## Selection
Technocracy -- a Depression Panacea

Dan Bryan, September 9 2012

A technocracy sign at the edge of town during the Great Depression.

Societies and individuals are prone to many of the same shortfalls, on different scales. One of these is the loss of perspective in the midst of hardship, manifesting itself in a desperate grasp for glib, impractical solutions in the thrall of despair. A random, mostly forgotten, but strangely fascinating movement called Technocracy was an exemplar of this in 1932.

In February of 1932, Technocracy was unknown to more than a few eccentric theorists. By August it was on the front pages of the New York Times. By February of 1933 the entire movement was disgraced and in retreat.

Scientific management of the economy

Howard Scott was the undisputed leader of this group. He called for a new political order in which engineers and scientists made important production and economic decisions. He used the Great Depression as evidence that the traditional norms had failed, and in those times he found a willing audience.

"I'm afraid, every man is afraid... We don't know whether the values we have are going to be real next month or not." the steel magnate Charles Schwab said in 1932. Theories and ideas flourished. Astrology and communism, "work share" and barter systems, there was no idea so exotic that it couldn't find adherents in some quarter.

The formulas and theories used by this group were hard to understand. Some critics said that they were meaningless and intentionally abstruse. For at least a few months, this view was in the minority. Many other people agreed wholeheartedly that the current system was a failure. Was unemployment not hovering at 25 percent? Had the Army not just cleared its own veterans out of Washington during the bonus march?

## Required task
Reproduce the Technocracy article above word for word, from its title through its final sentence.

## Data listing
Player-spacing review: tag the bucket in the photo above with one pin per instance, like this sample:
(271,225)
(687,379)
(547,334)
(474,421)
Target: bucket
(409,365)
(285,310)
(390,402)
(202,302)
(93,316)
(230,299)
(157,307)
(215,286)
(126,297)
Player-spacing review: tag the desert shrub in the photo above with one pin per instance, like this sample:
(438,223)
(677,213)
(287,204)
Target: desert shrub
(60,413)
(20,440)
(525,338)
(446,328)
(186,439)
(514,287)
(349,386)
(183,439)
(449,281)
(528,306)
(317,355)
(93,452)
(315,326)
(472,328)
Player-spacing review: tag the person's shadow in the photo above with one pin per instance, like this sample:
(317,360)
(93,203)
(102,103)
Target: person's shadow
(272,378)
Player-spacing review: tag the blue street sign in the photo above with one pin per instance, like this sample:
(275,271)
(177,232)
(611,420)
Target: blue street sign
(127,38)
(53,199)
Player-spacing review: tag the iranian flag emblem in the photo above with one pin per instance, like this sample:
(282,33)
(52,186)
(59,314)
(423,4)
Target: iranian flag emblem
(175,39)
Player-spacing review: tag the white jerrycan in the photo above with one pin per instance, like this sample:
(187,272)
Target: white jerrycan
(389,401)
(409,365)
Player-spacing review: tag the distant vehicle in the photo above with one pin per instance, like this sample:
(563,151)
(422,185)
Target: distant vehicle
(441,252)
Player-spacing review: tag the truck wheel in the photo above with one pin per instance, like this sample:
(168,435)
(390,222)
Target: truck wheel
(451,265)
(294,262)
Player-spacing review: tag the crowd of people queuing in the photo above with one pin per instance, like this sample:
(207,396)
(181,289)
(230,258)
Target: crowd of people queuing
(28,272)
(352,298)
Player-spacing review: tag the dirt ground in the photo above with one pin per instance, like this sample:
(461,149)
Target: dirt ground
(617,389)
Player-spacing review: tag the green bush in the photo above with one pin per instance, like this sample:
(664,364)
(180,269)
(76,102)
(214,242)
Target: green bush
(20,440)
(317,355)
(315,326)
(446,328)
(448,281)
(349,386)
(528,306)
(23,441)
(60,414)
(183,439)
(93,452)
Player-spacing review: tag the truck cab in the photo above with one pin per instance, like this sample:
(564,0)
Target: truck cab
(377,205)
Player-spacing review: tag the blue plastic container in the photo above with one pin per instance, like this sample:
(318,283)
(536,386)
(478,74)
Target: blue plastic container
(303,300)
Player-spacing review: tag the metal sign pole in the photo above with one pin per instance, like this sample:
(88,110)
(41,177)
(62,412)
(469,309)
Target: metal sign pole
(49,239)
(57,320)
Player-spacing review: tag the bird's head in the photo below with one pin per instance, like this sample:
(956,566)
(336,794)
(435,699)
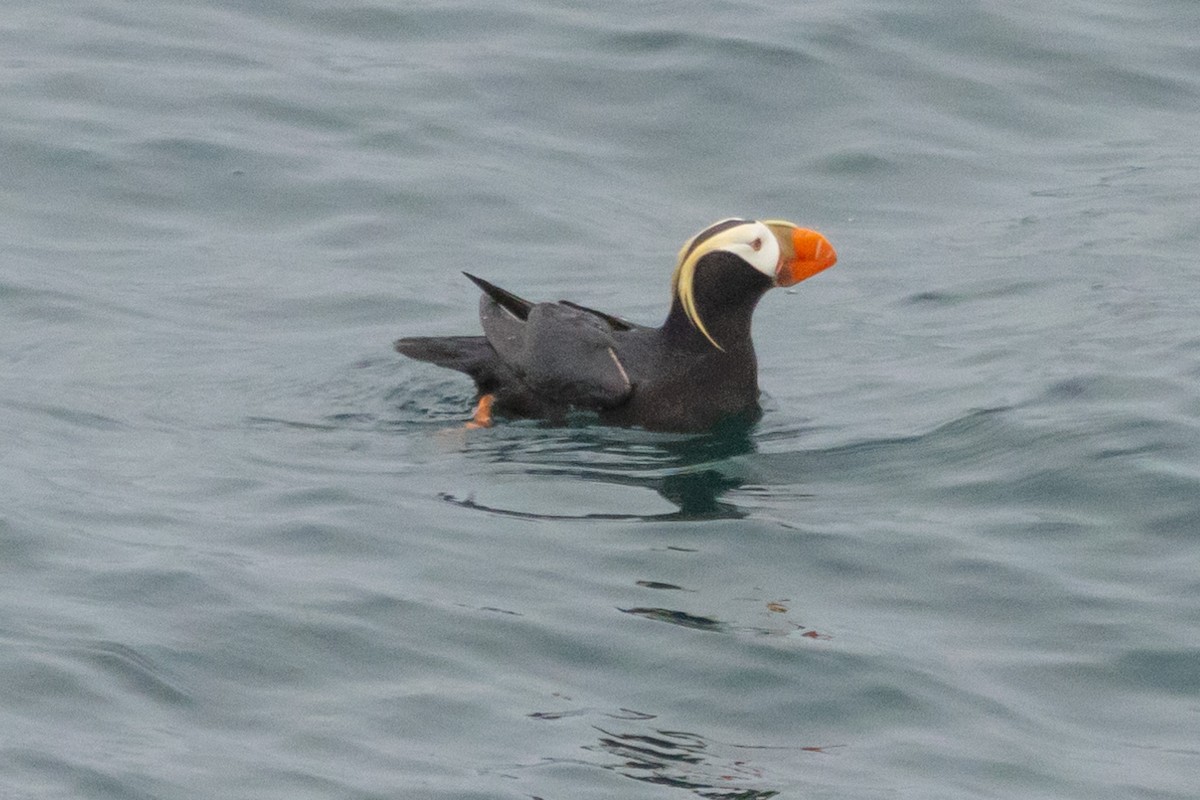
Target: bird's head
(781,251)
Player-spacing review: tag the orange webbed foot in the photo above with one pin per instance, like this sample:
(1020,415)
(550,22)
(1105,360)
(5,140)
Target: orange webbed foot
(483,417)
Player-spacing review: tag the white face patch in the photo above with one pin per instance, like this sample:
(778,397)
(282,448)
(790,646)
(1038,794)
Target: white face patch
(755,245)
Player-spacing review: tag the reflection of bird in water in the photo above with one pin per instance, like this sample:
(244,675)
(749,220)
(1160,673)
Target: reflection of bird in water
(545,360)
(683,470)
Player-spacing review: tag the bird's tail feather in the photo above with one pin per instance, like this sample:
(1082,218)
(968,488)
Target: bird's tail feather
(469,354)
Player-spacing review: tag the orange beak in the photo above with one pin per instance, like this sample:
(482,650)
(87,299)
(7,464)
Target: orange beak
(802,253)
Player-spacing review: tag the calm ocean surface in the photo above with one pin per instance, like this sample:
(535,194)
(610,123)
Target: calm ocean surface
(246,551)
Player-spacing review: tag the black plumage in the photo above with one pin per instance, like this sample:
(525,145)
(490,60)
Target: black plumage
(543,360)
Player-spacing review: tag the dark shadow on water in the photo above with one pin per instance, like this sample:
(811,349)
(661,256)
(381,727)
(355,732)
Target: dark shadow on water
(685,470)
(636,745)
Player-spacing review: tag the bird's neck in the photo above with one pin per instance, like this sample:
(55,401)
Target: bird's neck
(729,326)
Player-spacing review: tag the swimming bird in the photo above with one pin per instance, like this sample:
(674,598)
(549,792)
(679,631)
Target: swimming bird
(543,360)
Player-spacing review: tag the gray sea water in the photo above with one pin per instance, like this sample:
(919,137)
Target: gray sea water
(246,551)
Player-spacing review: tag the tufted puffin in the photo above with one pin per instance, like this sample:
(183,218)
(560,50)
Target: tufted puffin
(541,360)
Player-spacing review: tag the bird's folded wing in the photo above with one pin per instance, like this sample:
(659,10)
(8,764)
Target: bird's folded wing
(562,353)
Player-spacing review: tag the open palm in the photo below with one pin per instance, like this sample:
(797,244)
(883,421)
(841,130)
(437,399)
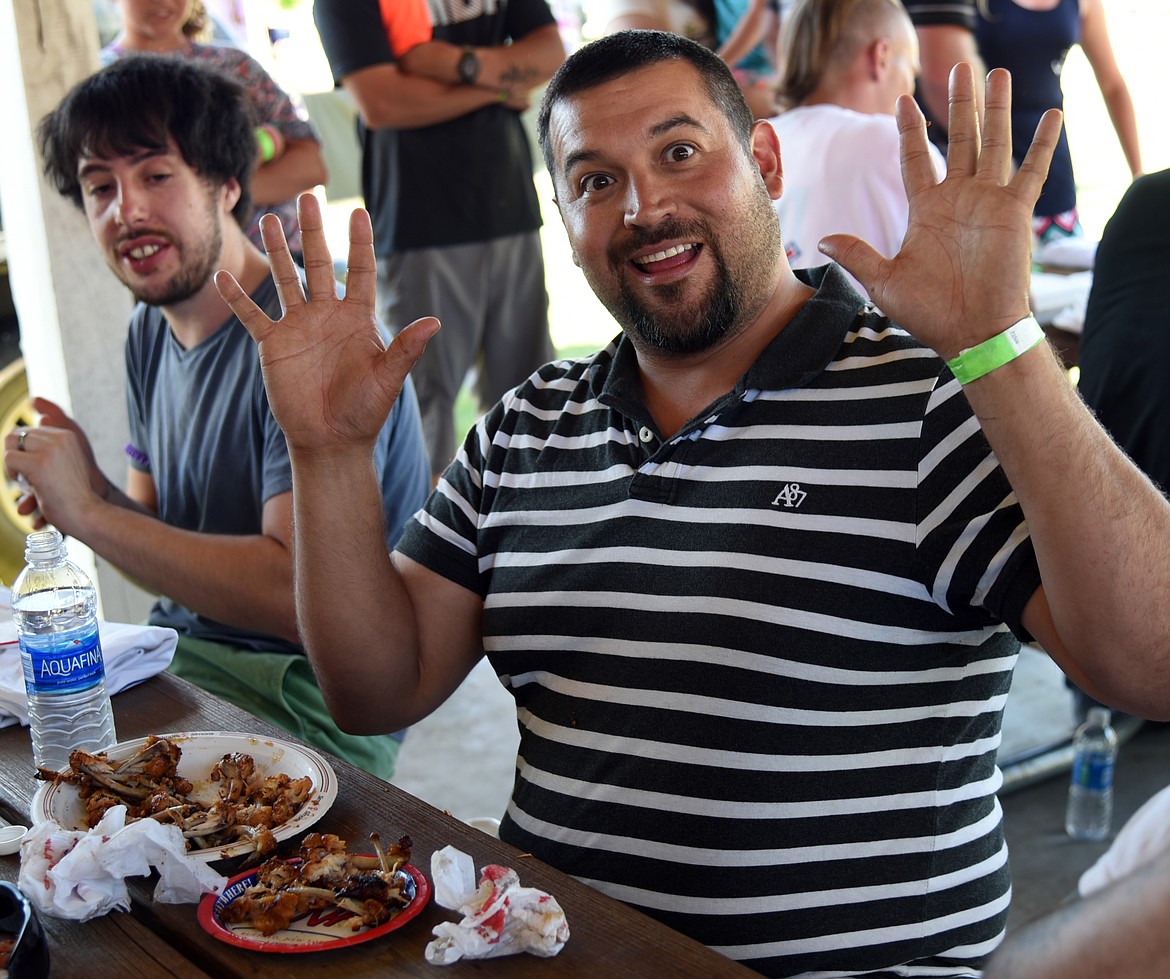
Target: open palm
(330,377)
(963,270)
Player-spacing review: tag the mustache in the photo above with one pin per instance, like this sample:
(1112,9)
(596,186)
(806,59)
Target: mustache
(639,239)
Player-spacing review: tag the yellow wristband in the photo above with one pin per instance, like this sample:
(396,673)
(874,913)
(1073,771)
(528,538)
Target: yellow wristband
(975,362)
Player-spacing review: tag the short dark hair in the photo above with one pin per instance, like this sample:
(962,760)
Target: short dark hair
(140,102)
(628,50)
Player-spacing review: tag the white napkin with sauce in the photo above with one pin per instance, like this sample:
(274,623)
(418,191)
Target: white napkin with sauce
(80,875)
(500,916)
(131,655)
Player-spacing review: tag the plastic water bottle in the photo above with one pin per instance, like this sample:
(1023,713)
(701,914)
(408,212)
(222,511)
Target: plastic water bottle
(1089,812)
(55,609)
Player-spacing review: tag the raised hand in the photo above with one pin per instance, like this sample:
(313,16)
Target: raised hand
(331,380)
(962,274)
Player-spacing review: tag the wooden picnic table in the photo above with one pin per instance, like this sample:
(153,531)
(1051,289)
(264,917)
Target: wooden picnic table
(607,938)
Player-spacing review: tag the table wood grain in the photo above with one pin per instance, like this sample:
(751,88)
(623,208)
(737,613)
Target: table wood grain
(607,938)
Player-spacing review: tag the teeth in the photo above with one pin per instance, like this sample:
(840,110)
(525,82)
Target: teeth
(661,256)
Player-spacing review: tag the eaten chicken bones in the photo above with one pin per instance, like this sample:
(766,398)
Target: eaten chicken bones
(238,802)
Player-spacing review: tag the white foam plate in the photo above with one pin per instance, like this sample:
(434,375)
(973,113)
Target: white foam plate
(61,801)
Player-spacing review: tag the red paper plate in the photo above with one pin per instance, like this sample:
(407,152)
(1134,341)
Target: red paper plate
(315,931)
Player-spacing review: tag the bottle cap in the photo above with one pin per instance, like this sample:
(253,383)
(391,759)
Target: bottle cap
(1100,717)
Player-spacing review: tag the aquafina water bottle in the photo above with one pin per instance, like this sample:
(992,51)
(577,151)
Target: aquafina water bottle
(55,609)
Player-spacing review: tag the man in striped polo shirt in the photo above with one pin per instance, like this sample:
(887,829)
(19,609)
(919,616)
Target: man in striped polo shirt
(754,573)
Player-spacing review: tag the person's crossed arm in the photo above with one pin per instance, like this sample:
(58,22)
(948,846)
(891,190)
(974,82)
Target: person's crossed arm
(1098,524)
(241,580)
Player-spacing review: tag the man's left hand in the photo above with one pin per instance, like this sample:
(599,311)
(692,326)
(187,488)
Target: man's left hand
(962,274)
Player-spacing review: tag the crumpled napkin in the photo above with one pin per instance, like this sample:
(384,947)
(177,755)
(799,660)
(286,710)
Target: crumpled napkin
(80,875)
(131,655)
(500,916)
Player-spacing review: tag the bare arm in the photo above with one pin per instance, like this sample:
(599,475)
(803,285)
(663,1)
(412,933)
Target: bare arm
(387,97)
(1120,932)
(404,638)
(521,66)
(240,580)
(1099,52)
(941,47)
(962,276)
(300,167)
(745,34)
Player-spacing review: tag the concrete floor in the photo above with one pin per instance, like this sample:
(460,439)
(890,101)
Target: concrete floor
(462,759)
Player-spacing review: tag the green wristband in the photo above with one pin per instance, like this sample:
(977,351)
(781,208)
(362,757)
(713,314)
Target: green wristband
(265,144)
(975,362)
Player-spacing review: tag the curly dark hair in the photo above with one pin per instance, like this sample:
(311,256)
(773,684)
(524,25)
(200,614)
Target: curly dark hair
(142,101)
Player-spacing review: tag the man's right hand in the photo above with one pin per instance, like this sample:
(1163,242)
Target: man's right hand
(330,378)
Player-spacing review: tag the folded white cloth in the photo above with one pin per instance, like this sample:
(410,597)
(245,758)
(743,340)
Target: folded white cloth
(500,916)
(77,875)
(131,655)
(1141,840)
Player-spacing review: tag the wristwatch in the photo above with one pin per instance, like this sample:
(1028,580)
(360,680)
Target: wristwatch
(468,67)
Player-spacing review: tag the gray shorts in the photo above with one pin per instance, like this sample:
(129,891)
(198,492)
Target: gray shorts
(494,308)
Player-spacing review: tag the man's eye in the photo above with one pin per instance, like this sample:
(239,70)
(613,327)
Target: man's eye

## Written solution
Technocracy -- a Depression Panacea

Dan Bryan, September 9 2012

A technocracy sign at the edge of town during the Great Depression.

Societies and individuals are prone to many of the same shortfalls, on different scales. One of these is the loss of perspective in the midst of hardship, manifesting itself in a desperate grasp for glib, impractical solutions in the thrall of despair. A random, mostly forgotten, but strangely fascinating movement called Technocracy was an exemplar of this in 1932.

In February of 1932, Technocracy was unknown to more than a few eccentric theorists. By August it was on the front pages of the New York Times. By February of 1933 the entire movement was disgraced and in retreat.

Scientific management of the economy

Howard Scott was the undisputed leader of this group. He called for a new political order in which engineers and scientists made important production and economic decisions. He used the Great Depression as evidence that the traditional norms had failed, and in those times he found a willing audience.

"I'm afraid, every man is afraid... We don't know whether the values we have are going to be real next month or not." the steel magnate Charles Schwab said in 1932. Theories and ideas flourished. Astrology and communism, "work share" and barter systems, there was no idea so exotic that it couldn't find adherents in some quarter.

The formulas and theories used by this group were hard to understand. Some critics said that they were meaningless and intentionally abstruse. For at least a few months, this view was in the minority. Many other people agreed wholeheartedly that the current system was a failure. Was unemployment not hovering at 25 percent? Had the Army not just cleared its own veterans out of Washington during the bonus march?